- What the task requires -
The required output is every entry below, copied exactly.
[Data for this exercise]
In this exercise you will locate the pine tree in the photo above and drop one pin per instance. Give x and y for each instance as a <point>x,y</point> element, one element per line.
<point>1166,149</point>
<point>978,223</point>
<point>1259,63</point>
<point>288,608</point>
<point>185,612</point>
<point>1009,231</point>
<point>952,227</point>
[/Data for this exercise]
- Task result -
In this exercise you will locate the pine tree in the photo above and drop one pin per instance. Give x and y for each instance as a <point>x,y</point> element, one element per line.
<point>1166,149</point>
<point>978,223</point>
<point>1259,63</point>
<point>288,608</point>
<point>185,612</point>
<point>1009,231</point>
<point>952,227</point>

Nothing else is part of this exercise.